## Verilen Metin
------------

Yargı Kararları

SENDİKALI İŞÇİ SAYISINI AZALTMAMA NEDENİYLE İŞVEREN VEKİLİNİN İŞİNE SON VERİLMESİ

SAYILAR

Esas No : 2006/366
Karar No : 2007/268
Tarihi : 15.05.2007
İlgili Kanun/Madde : TCK/118 2821 S.SK/31
Yargı Yeri: KÜTAHYA 2. SULH CEZA MAHKEMESİ

Ek Başlıklar : l SENDİKALI İŞÇİ SAYISINI AZALTMAMA NEDENİYLE İŞVEREN VEKİLİNİN İŞİNE SON VERİLMESİ l SENDİKAL HAKLARIN KULLANIL-MASININ ENGELLENMESİ SUÇU l SENDİKADAN İSTİFA ETMEYENLERİN KÖTÜ KOŞULLARDA ÇALIŞTIRILACAĞININ SÖYLENMESİ l TEHDİT

Tam Metin

İlgili Kanun / Madde
TCK/118
2821 S.SK/31

KÜTAHYA
2. SULH CEZA MAHKEMESİ

Esas No. 2006/366
Karar No. 2007/268
Tarihi: 15.05.2007                     
 
l SENDİKALI İŞÇİ SAYISINI AZALTMAMA NEDENİYLE İŞVEREN VEKİLİNİN İŞİNE SON VERİLMESİ
l SENDİKAL HAKLARIN KULLANIL-MASININ ENGELLENMESİ SUÇU
l SENDİKADAN İSTİFA ETMEYENLERİN KÖTÜ KOŞULLARDA ÇALIŞTIRILACAĞININ SÖYLENMESİ
l TEHDİT

ÖZETİ: Sendika üyesi işçilerin tutum ve davranışları karşısında şirket politikası gereğince, müvekkilinin işçilerle zaman zaman görüştüğünü, hatta müvekkilin iş aktinin 21.02.2007 tarihinde iş yerindeki sendika üyesi olan işçilerin sayılarının azaltılması istediğini halde bu konuda bir çalışma yapılmadığı için feshedildiğini, cebir veya tehdit unsurunun bulunmadığını savunmuştur.

------------

## Veri Kümesi Kayıtları
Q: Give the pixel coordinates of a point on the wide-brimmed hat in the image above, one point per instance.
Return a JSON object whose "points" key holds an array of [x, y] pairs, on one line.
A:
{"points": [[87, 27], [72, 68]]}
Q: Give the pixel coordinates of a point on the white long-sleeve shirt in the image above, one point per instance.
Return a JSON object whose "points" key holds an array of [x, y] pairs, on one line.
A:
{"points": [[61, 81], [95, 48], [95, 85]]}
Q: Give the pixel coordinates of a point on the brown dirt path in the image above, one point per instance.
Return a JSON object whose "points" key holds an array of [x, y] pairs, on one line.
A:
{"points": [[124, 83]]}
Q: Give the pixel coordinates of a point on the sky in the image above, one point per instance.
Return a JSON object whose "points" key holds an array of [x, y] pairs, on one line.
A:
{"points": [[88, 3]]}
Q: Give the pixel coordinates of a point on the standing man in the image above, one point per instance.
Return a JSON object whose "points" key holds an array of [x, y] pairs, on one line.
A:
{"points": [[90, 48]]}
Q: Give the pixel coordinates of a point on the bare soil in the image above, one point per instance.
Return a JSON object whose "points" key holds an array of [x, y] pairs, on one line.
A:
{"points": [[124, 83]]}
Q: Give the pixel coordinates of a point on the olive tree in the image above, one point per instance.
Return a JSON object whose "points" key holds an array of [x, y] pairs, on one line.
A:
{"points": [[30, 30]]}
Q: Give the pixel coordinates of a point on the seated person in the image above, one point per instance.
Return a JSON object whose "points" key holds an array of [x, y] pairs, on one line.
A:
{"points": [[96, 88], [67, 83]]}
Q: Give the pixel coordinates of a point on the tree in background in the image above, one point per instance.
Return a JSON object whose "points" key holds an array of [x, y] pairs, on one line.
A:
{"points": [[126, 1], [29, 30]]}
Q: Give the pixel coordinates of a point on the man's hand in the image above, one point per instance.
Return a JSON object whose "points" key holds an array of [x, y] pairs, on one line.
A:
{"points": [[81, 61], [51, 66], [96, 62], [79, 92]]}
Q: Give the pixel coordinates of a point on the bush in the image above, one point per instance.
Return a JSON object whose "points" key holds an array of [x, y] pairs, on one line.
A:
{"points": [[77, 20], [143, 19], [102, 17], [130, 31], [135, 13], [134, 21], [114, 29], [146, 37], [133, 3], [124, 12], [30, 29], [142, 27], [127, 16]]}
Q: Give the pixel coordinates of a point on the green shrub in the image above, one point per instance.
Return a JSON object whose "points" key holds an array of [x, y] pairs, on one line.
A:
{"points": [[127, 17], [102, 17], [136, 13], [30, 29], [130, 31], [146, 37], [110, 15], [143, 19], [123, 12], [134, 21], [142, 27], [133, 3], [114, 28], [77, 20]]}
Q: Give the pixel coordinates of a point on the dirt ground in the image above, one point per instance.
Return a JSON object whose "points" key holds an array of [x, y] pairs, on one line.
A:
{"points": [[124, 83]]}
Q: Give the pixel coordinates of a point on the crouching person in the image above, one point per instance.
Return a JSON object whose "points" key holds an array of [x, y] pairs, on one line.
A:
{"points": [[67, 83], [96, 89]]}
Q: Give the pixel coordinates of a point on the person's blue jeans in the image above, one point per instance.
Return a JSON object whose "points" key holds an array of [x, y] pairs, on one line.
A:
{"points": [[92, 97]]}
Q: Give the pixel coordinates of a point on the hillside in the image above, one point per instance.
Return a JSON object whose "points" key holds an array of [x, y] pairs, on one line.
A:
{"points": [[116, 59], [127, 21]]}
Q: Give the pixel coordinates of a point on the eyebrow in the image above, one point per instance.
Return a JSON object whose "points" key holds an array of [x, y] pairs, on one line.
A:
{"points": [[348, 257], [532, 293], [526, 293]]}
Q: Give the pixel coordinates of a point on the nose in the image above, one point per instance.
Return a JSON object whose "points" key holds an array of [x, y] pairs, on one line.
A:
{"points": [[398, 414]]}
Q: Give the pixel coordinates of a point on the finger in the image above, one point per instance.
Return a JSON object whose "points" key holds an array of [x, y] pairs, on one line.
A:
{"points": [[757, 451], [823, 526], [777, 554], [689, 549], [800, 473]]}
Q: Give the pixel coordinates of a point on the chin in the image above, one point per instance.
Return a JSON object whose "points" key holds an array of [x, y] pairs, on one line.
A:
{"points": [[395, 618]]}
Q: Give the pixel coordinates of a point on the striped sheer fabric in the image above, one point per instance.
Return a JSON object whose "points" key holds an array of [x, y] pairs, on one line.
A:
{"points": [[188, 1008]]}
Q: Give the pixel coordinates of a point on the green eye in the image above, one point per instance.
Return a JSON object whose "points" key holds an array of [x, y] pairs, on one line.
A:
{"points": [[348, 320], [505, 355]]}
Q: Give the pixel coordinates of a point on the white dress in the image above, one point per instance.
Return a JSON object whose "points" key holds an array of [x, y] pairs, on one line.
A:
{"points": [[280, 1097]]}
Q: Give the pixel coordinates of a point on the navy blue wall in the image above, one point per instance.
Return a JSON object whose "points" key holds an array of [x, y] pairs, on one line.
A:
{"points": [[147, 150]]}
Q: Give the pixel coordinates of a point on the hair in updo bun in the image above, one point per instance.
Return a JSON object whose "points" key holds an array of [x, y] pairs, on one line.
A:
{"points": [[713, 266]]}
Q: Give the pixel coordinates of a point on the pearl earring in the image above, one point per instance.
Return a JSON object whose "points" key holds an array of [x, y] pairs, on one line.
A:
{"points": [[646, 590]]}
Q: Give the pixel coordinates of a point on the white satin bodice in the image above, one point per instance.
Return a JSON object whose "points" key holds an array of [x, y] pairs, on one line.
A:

------------

## Görev
Yukarıdaki yargı kararı metnini baştan sona, hiçbir değişiklik yapmadan yeniden yazın. Kayıtlar, yargı kararı metninden bağımsız ayrı bir malzemedir.

## Çözüm
Yargı Kararları

SENDİKALI İŞÇİ SAYISINI AZALTMAMA NEDENİYLE İŞVEREN VEKİLİNİN İŞİNE SON VERİLMESİ

SAYILAR

Esas No : 2006/366
Karar No : 2007/268
Tarihi : 15.05.2007
İlgili Kanun/Madde : TCK/118 2821 S.SK/31
Yargı Yeri: KÜTAHYA 2. SULH CEZA MAHKEMESİ

Ek Başlıklar : l SENDİKALI İŞÇİ SAYISINI AZALTMAMA NEDENİYLE İŞVEREN VEKİLİNİN İŞİNE SON VERİLMESİ l SENDİKAL HAKLARIN KULLANIL-MASININ ENGELLENMESİ SUÇU l SENDİKADAN İSTİFA ETMEYENLERİN KÖTÜ KOŞULLARDA ÇALIŞTIRILACAĞININ SÖYLENMESİ l TEHDİT

Tam Metin

İlgili Kanun / Madde
TCK/118
2821 S.SK/31

KÜTAHYA
2. SULH CEZA MAHKEMESİ

Esas No. 2006/366
Karar No. 2007/268
Tarihi: 15.05.2007                     
 
l SENDİKALI İŞÇİ SAYISINI AZALTMAMA NEDENİYLE İŞVEREN VEKİLİNİN İŞİNE SON VERİLMESİ
l SENDİKAL HAKLARIN KULLANIL-MASININ ENGELLENMESİ SUÇU
l SENDİKADAN İSTİFA ETMEYENLERİN KÖTÜ KOŞULLARDA ÇALIŞTIRILACAĞININ SÖYLENMESİ
l TEHDİT

ÖZETİ: Sendika üyesi işçilerin tutum ve davranışları karşısında şirket politikası gereğince, müvekkilinin işçilerle zaman zaman görüştüğünü, hatta müvekkilin iş aktinin 21.02.2007 tarihinde iş yerindeki sendika üyesi olan işçilerin sayılarının azaltılması istediğini halde bu konuda bir çalışma yapılmadığı için feshedildiğini, cebir veya tehdit unsurunun bulunmadığını savunmuştur.